**Directive A:** Find every line in the rows below that contains the word "hair", and copy each one. Case counts.

**Document:**
....
4 Video Advertising Hacks Powerful Enough to Change Your Company
- Ver Original
- Abril 14º, 2017
Video is the most engaging ad format for modern consumers — and it is poised to explode into a whole new world of virtual reality formats and devices in coming years, cementing its place in the pantheon of entertainment. Knowing that video is such a foundational pillar in the world of mass communication, why is video advertising still so difficult for advertisers? Partly, it’s because there is so much out there — and because everything is developing so rapidly. I put together this list of handy video tricks to help you use video to capitalize on the web’s fastest growing advertising medium:
1. Match your content to your audience’s preferred inventory.
Video is no longer a one-size-fits-all solution. The monolithic television video market has been run over by the train of social media and shattered into dozens of smaller markets vying for market share. Where viewers once reliably consumed television ads that shared a common format and a standard duration, viewers now consume video on different devices and in different apps that have several formats, lengths and styles.
More than ever before, video consumers themselves determine the way that video is consumed. Contrary to popular belief, consumer attention spans have not decreased, but they have dispersed, across devices and formats. Many social and video apps, including Snapchat and Instagram, substantiate this growing trend by providing consumers with short, vertical videos.
Signs suggest that vertical video consumption will only continue to increase. Already, more than 30 percent of time spent looking at screens is now done looking at them vertically. Traditional, horizontal video advertisements that exceed 30 seconds in length feel utterly foreign in social media environments where content often appears for a few seconds in a vertical scroll.
New virtual reality, interactive and 360 degree formats continue to shift the way that viewers engage with video, and advertisers must create content that fits these new formats. Publishers and advertisers both operate in the attention economy, a landscape where the financial winners are those who can win the attention of consumers barraged by media from all directions by providing relevant native content. Advertisers who target audiences by adapting their video production process and their overall strategies to these changing inventory parameters will be incredibly successful.
2. Cross-promote to generate community engagement. Don’t put your videos in a silo.
Consumers that are active across multiple devices and several formats consume diverse types of content. For advertisers, content will only remain at the top of a consumer’s mind if it engages consumers with coordinated messages across multiple channels and devices that work in concert to create one story. Successful advertisers supplement videos with active social media presences, retargeting campaigns and other audience interaction to drive engagement.
Not only do successful advertisers disseminate their videos across several channels and media, but they also cross-promote their video content internally by linking all of the disparate components of their digital story together across digital channels and externally by leveraging influencer networks for organic content promotion. Both of these internal and external strategies tap into powerful social media networks to build community around brands and tell a story that is greater than any single video or channel.
....
Excerpts of pointing data

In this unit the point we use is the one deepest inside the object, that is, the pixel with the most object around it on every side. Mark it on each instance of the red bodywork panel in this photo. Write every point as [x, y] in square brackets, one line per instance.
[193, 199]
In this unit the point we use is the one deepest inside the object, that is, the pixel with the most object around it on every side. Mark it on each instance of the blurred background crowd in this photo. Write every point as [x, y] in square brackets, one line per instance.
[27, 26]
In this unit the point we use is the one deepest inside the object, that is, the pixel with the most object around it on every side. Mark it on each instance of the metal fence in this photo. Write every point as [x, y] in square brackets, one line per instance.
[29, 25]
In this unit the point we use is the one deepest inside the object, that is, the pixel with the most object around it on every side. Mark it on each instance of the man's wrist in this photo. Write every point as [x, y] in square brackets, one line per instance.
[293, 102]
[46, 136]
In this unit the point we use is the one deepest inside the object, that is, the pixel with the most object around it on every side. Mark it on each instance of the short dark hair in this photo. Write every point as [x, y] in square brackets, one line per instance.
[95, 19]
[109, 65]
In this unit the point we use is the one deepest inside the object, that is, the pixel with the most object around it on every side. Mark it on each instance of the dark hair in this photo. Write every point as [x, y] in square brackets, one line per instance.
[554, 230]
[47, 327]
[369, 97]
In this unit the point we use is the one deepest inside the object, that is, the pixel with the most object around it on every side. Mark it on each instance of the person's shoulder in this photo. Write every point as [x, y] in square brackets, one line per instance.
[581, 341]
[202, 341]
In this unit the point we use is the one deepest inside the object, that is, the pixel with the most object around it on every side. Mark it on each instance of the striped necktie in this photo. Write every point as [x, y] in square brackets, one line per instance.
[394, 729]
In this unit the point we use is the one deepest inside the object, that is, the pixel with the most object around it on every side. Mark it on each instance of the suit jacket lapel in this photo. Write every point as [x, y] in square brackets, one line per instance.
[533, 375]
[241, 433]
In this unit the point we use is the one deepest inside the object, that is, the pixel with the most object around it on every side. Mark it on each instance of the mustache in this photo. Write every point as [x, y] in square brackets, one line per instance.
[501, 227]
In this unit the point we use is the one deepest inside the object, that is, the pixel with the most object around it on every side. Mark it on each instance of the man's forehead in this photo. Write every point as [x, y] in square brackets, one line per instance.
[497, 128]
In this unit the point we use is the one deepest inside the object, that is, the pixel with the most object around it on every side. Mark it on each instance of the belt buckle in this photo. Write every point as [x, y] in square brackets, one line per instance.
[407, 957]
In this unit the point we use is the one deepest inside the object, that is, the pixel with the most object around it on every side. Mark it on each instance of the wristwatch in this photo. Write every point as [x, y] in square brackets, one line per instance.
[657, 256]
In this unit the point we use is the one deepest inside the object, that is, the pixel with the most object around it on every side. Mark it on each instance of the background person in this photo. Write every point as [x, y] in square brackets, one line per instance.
....
**Directive B:** Per the video advertising article, what makes video advertising still so difficult for advertisers?

**Full answer A:**
In this unit the point we use is the one deepest inside the object, that is, the pixel with the most object around it on every side. Mark it on each instance of the short dark hair in this photo. Write every point as [x, y] in square brackets, one line per instance.
In this unit the point we use is the one deepest inside the object, that is, the pixel with the most object around it on every side. Mark it on each instance of the dark hair in this photo. Write every point as [x, y] in square brackets, one line per instance.

**Full answer B:** Part of the difficulty is that there is so much video out there. Another part is that everything is developing so rapidly.